◆ **Task instructions**
Extract each record and reproduce it exactly.

______

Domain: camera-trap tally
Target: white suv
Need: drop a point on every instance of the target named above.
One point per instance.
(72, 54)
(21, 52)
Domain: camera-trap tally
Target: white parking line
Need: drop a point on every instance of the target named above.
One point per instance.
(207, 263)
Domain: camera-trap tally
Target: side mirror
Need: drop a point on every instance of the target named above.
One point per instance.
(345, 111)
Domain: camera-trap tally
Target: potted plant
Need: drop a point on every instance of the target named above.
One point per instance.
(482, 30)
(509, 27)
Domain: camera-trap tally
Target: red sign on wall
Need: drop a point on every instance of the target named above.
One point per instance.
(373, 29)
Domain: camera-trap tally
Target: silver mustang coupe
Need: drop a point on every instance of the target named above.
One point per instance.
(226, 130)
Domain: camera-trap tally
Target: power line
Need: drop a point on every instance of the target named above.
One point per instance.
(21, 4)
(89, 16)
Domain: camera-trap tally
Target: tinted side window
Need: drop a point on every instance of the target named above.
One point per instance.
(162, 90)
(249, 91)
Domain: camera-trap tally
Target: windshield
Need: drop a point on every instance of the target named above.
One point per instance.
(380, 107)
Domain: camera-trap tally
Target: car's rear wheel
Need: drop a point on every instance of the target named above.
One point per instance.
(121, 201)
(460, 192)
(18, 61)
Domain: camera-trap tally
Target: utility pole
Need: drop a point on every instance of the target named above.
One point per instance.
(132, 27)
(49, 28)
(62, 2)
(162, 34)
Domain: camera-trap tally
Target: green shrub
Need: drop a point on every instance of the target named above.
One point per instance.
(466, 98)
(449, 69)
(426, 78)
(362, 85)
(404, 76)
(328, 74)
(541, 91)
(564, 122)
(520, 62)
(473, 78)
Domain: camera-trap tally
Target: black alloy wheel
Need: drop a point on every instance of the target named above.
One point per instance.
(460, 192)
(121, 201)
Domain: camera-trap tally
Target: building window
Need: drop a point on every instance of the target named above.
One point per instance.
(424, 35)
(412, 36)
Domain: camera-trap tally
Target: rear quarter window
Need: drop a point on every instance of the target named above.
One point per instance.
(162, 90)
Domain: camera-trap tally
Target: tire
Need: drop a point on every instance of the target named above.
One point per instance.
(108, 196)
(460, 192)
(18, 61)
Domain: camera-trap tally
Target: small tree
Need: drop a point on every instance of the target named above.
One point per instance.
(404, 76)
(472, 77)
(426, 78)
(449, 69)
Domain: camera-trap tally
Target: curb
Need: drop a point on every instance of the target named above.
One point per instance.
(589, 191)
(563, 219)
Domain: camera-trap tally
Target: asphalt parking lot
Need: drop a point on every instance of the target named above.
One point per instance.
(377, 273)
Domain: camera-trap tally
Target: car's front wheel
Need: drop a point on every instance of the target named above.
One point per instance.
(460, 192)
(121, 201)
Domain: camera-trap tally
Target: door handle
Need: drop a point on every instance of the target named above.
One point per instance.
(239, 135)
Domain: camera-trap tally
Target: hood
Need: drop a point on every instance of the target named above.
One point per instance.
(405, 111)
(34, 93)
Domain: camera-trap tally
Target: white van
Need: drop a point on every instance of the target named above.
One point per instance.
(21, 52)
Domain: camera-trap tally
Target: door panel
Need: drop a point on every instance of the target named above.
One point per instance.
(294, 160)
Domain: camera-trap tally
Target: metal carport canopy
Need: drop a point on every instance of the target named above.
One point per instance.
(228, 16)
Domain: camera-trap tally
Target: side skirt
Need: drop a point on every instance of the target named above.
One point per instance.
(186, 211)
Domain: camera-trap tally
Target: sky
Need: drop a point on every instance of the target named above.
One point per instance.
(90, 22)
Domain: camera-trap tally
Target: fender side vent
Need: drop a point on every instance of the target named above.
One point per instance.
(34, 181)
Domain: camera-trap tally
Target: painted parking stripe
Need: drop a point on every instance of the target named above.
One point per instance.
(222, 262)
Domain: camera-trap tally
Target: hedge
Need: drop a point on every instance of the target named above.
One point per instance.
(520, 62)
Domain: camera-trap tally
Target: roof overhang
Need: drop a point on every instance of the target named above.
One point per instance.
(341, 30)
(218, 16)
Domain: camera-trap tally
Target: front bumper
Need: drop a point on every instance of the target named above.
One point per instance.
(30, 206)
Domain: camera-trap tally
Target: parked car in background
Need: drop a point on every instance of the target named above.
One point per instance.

______

◆ **Exercise output**
Domain: camera-trap tally
Target: white suv
Need: drop a point on every instance of the target named above.
One point per instance.
(72, 54)
(21, 52)
Domain: camera-trap tally
Target: white parking line
Need: drop a point on every instance of the target named above.
One point per instance.
(207, 263)
Domain: camera-trap tally
Target: side mirror
Need: drop a point on every instance of the target named above.
One point per instance.
(345, 111)
Domain: camera-trap tally
Target: potted plant
Need: drop a point on every instance of the target named above.
One point per instance.
(482, 30)
(509, 27)
Domain: camera-trap tally
Target: red sign on wall
Need: drop a point on every instance of the target named above.
One point per instance.
(373, 29)
Domain: camera-trap tally
Target: silver mustang coupe
Need: drop a point on every instance of the target named above.
One point per instance.
(226, 130)
Domain: camera-trap tally
Target: power line
Need: drop a point on every instance of the target named above.
One point per instance.
(21, 4)
(89, 16)
Domain: camera-trap tally
Target: tinted side window
Need: drop a point on every instance of the target named above.
One point per instance.
(162, 90)
(249, 91)
Domain: camera-trap tally
Target: windshield
Need: drop a point on every instance of the target named above.
One point per instance.
(380, 107)
Domain: camera-trap tally
Target: car's rear wheel
Need: drop a point on every instance of the target named above.
One point per instance.
(121, 201)
(460, 192)
(18, 61)
Domain: camera-trap tally
Target: utility pole
Need: drop a point on every instance of the target named above.
One point per instance.
(132, 27)
(49, 28)
(62, 2)
(162, 34)
Domain: camera-trap tally
Target: green shrub
Need: drop a point on every instance of the target named above.
One point per instance.
(466, 98)
(449, 69)
(426, 78)
(362, 85)
(404, 76)
(328, 74)
(541, 91)
(564, 122)
(520, 62)
(473, 78)
Domain: camera-trap tally
Target: black alloy wheel
Need: drop a point on every instance of the target named above.
One point per instance.
(460, 192)
(121, 201)
Domain: camera-trap tally
Target: building window
Need: drop a point on every instance of the target named above.
One point per instance.
(424, 35)
(412, 36)
Domain: camera-trap tally
Target: rear quarter window
Need: drop a point on every instance of the target named above.
One point per instance.
(162, 90)
Domain: camera-trap tally
Target: tire
Need: drop a point on every instance of the target named above.
One point per instance.
(108, 196)
(460, 192)
(18, 61)
Domain: camera-trap tally
Target: small tree
Need: drop a point on every instance of the target named above.
One point per instance.
(404, 76)
(472, 77)
(426, 78)
(449, 69)
Domain: camera-trap tally
Target: curb
Need: drop a point on every instance of the target named above.
One point per instance.
(589, 191)
(563, 219)
Domain: camera-trap tally
Target: asphalt parking lot
Need: drop a point on every instance of the target named above.
One point per instance.
(377, 273)
Domain: camera-trap tally
Target: car's front wheel
Need: drop a point on every instance of the target named above.
One point per instance.
(460, 192)
(121, 201)
Domain: camera-trap tally
Target: door handle
Need: drop a point on every instance of the target named above.
One point per instance.
(239, 135)
Domain: camera-trap tally
Target: hood
Need: drop a point on every instance of the target named above.
One point per instance.
(405, 111)
(34, 93)
Domain: camera-trap tally
Target: white van
Need: drop a point on every instance of the target named above.
One point per instance.
(21, 52)
Domain: camera-trap tally
Target: door panel
Need: drop a point on every instance of the target named above.
One point per instance.
(294, 160)
Domain: camera-trap tally
Target: metal carport canopy
Need: drop a point on every instance of the target named above.
One point per instance.
(228, 16)
Domain: camera-trap tally
Target: side skirt
Need: drop a point on every instance of the target named above.
One point per instance.
(186, 211)
Domain: camera-trap tally
Target: sky
Need: drop a point on every instance of the target named above.
One point per instance.
(90, 22)
Domain: camera-trap tally
Target: fender side vent
Need: drop a point on every instance of the target named above.
One point per instance.
(34, 181)
Domain: camera-trap tally
Target: painted parking stripe
Need: drop a point on every instance of the target named above.
One point per instance.
(222, 262)
Domain: camera-trap tally
Target: hedge
Need: drop a point on every instance of the target named above.
One point per instance.
(520, 62)
Domain: camera-trap tally
Target: roof overhang
Need: drop a point on every instance of the target named above.
One point per instance.
(341, 30)
(218, 16)
Domain: camera-trap tally
Target: front bumper
Need: drop a point on every instance of the target named above.
One point per instance.
(30, 206)
Domain: camera-trap tally
Target: parked car in background
Need: drop a point on every instance of the target named above.
One point per instance.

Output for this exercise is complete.